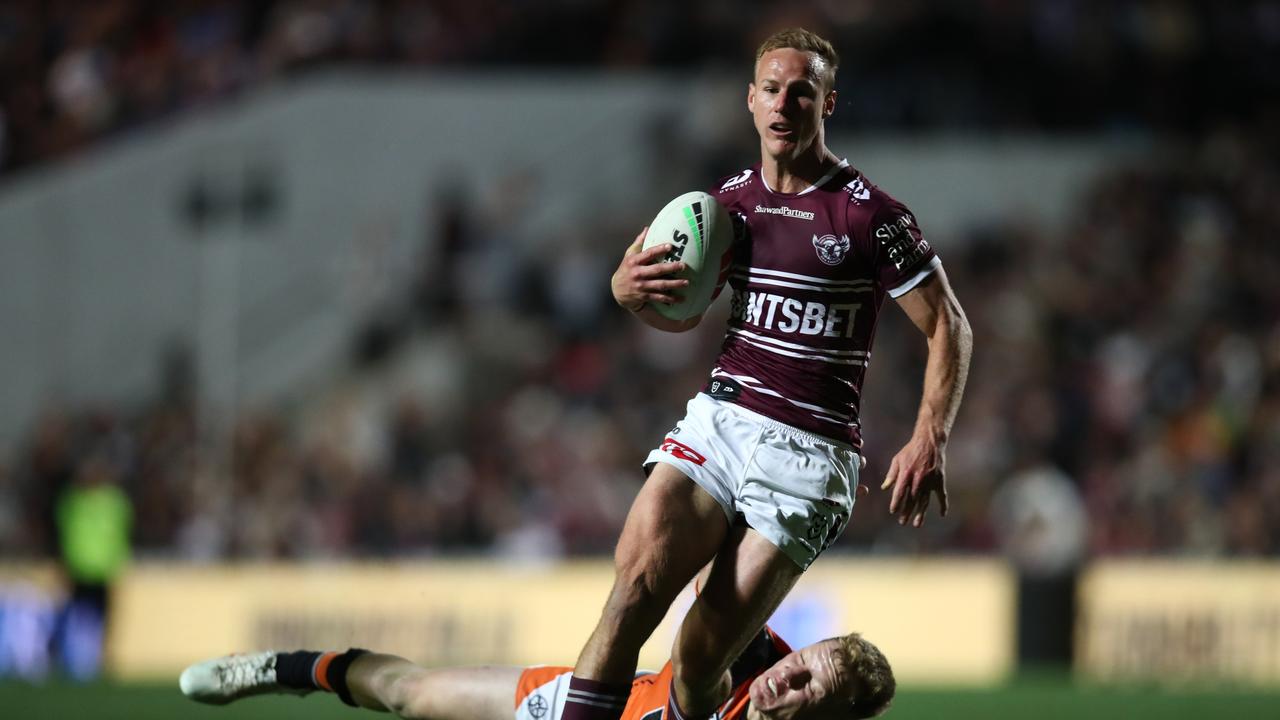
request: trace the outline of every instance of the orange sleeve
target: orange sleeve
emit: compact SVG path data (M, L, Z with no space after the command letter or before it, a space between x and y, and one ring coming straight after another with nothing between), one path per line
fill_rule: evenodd
M560 667L558 665L540 665L538 667L525 668L524 672L520 673L520 680L516 682L514 707L519 708L520 703L529 697L529 693L567 672L573 672L573 668Z
M655 711L659 714L649 720L660 720L671 694L671 663L662 666L660 672L644 675L631 683L631 697L622 711L622 720L644 720Z

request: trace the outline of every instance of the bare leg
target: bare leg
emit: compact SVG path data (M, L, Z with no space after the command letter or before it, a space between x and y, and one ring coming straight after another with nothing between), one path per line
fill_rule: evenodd
M729 529L724 511L684 473L658 463L627 513L613 589L573 674L629 683L640 647Z
M427 670L395 655L361 655L347 687L362 708L413 720L511 720L523 668Z
M729 695L728 669L803 570L755 530L736 528L716 556L672 650L676 701L690 718L710 715Z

▶ _Problem statement_: Your task is to reproduce all of the material exactly. The pictures stay out.

▶ _Response box_:
request: trace the outline of every instance of the orange sleeve
target: orange sleeve
emit: compact SVG path data (M, L, Z with no space after the command letter or before it, a space between x and y, and one ring coming straight after another with nothing between), one path per line
fill_rule: evenodd
M560 667L558 665L540 665L538 667L525 668L524 672L520 673L520 680L516 682L514 707L519 708L520 703L529 697L529 693L567 672L573 672L573 668Z
M655 711L659 714L649 720L660 720L671 694L671 663L662 666L660 672L644 675L631 683L631 697L622 711L622 720L644 720Z

request: trace the outline of every instance of the bare leg
target: bare leg
emit: compact SVG path data (M, L, Z with no space after the command letter or before it, a space between x and y, and one ring coming straight after another with nothing between), one path per line
fill_rule: evenodd
M729 529L724 511L684 473L658 463L627 513L613 589L573 674L629 683L640 647Z
M427 670L395 655L361 655L347 687L362 708L413 720L511 720L523 668Z
M729 695L728 669L803 570L755 530L736 528L716 556L672 650L676 701L690 718L710 715Z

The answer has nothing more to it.